— Text block —
Miss Honey: “Miss Trunchbull, it is my belief that Matilda Wormwood is a genius… She can do maths in her head that I couldn’t do with a calculator. And the books she’s read. It is my opinion that she should be placed in the top form with the 11-year-olds. Immediately!”

Miss Trunchbull: “But what about the rules, Honey?”

Miss Honey: “I believe that Matilda Wormwood is an exception to the rules.”

Miss Trunchbull: “An exception? To the rules? In my school?”

Look at my trophies.

See how my trophies gleam in the sunlight,

see how they shine.

What do you think it took to become

English Hammer-Throwing Champion 1959?

Do you think in that moment, when my big moment came

I treated the rules with casual disdain?

Well? Like hell!

The headmistress, Miss Trunchbull was not about to let some kid progress without following the rules. But to stand up to such a tyrannical woman, we’d have to give credit to Miss Honey. Stuttering and stammering her way to propose a bright future for the child, she did her best to put up a brave front, until the headmistress finally shut down Miss Honeys’ recommendation.

— Prompt 1 —
Show each line of the records that contains the string "positive", matching case exactly.

— Given information —
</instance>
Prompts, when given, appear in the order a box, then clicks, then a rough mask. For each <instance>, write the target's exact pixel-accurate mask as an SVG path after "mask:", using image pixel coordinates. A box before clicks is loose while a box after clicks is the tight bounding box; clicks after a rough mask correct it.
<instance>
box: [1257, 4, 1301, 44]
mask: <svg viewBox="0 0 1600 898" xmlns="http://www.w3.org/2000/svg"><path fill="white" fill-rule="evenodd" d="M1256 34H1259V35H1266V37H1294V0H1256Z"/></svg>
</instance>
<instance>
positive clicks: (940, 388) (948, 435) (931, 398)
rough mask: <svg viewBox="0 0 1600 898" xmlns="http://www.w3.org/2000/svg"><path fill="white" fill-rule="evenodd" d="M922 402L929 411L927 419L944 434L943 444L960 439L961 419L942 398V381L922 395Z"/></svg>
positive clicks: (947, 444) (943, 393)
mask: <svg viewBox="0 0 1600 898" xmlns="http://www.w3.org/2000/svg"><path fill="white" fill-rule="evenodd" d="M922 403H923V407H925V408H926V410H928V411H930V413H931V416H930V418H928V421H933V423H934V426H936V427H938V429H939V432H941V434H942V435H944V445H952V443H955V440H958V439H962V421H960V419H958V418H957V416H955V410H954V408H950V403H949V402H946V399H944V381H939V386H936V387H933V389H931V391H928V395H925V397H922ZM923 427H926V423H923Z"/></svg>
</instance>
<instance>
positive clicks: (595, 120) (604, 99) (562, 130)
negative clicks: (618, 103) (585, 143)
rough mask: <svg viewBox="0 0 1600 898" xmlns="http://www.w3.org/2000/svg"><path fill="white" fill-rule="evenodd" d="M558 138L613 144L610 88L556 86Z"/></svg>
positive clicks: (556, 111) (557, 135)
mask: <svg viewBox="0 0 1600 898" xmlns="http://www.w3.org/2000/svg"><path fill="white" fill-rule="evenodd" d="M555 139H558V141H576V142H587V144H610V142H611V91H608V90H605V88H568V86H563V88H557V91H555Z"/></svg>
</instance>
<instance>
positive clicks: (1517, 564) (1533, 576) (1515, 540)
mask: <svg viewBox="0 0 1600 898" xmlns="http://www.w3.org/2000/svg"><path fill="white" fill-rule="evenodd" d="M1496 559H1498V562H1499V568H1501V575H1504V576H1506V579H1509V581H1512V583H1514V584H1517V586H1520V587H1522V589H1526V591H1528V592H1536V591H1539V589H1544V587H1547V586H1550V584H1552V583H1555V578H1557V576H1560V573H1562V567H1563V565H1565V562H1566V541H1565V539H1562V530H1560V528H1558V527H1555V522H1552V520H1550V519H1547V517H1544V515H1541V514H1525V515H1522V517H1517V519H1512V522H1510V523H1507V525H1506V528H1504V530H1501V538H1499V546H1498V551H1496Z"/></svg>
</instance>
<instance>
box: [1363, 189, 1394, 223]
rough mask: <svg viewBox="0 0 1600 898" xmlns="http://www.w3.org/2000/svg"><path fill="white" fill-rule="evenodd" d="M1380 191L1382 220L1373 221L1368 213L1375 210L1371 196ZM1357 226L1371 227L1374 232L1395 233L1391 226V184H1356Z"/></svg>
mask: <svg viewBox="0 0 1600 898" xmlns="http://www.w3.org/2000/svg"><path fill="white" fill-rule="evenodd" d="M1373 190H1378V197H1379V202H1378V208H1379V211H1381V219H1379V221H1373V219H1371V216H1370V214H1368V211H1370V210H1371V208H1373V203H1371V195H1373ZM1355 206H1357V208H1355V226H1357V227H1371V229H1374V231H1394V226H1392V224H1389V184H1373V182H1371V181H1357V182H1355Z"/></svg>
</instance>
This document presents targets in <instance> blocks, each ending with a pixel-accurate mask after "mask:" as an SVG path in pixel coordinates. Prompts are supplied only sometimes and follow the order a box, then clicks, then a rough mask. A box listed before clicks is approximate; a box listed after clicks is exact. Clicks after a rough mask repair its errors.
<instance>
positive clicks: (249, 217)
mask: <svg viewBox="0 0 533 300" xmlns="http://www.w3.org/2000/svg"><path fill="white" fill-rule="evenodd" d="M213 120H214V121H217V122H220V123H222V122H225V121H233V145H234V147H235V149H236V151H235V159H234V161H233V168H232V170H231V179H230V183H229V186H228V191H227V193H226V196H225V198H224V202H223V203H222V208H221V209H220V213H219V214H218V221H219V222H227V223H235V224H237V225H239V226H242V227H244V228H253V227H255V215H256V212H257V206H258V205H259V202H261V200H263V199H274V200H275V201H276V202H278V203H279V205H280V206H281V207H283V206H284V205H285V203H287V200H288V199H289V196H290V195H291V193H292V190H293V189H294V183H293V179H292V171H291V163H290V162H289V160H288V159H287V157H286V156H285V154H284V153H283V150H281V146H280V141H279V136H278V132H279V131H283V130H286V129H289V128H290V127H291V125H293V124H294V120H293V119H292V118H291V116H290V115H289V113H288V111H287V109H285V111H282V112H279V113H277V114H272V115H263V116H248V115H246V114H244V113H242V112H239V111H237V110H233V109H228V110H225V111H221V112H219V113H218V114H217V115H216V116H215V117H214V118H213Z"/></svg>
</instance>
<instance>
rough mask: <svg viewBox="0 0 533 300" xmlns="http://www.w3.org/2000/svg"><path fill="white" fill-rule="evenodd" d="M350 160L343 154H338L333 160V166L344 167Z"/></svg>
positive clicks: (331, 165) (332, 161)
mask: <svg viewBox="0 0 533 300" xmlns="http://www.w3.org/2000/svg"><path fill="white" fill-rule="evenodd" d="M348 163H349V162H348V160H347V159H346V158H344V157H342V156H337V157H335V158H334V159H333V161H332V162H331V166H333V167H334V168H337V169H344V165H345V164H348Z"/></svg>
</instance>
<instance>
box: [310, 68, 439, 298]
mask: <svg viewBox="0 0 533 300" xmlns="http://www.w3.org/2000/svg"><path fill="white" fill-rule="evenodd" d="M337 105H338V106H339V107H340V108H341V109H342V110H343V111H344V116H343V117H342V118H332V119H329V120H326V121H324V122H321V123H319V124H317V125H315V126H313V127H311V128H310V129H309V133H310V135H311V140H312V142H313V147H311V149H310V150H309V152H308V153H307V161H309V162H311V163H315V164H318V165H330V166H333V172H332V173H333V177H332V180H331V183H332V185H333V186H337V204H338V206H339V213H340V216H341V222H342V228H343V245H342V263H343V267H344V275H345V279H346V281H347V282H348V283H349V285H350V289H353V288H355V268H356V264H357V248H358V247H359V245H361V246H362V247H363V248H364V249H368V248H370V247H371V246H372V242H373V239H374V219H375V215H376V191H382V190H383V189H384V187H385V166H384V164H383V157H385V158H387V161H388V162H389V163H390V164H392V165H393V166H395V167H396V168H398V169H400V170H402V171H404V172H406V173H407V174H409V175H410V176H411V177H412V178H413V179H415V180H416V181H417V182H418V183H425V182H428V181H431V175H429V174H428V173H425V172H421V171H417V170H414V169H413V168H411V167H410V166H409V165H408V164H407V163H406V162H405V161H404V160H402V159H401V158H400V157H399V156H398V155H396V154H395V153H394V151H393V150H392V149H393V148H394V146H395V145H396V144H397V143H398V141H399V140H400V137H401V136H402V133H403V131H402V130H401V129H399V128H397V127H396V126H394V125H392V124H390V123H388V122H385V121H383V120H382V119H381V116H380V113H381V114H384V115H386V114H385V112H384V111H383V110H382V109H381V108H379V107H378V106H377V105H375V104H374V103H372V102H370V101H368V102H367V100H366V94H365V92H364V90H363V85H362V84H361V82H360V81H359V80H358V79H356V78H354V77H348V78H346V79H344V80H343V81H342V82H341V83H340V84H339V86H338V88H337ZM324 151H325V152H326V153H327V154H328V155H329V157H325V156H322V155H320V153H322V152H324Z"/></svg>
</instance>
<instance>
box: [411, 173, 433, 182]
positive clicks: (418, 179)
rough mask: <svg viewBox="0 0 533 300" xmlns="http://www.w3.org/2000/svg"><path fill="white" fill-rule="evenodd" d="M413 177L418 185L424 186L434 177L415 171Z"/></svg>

— Prompt 2 —
Quote the passage about Miss Trunchbull and Miss Honey above in full, word for word.

— Response 1 —
positive clicks: (940, 388) (948, 435) (931, 398)
positive clicks: (947, 444) (943, 393)
positive clicks: (595, 120) (604, 99) (562, 130)
positive clicks: (556, 111) (557, 135)
positive clicks: (1517, 564) (1533, 576) (1515, 540)
positive clicks: (249, 217)
positive clicks: (331, 165) (332, 161)
positive clicks: (418, 179)

— Response 2 —
Miss Honey: “Miss Trunchbull, it is my belief that Matilda Wormwood is a genius… She can do maths in her head that I couldn’t do with a calculator. And the books she’s read. It is my opinion that she should be placed in the top form with the 11-year-olds. Immediately!”

Miss Trunchbull: “But what about the rules, Honey?”

Miss Honey: “I believe that Matilda Wormwood is an exception to the rules.”

Miss Trunchbull: “An exception? To the rules? In my school?”

Look at my trophies.

See how my trophies gleam in the sunlight,

see how they shine.

What do you think it took to become

English Hammer-Throwing Champion 1959?

Do you think in that moment, when my big moment came

I treated the rules with casual disdain?

Well? Like hell!

The headmistress, Miss Trunchbull was not about to let some kid progress without following the rules. But to stand up to such a tyrannical woman, we’d have to give credit to Miss Honey. Stuttering and stammering her way to propose a bright future for the child, she did her best to put up a brave front, until the headmistress finally shut down Miss Honeys’ recommendation.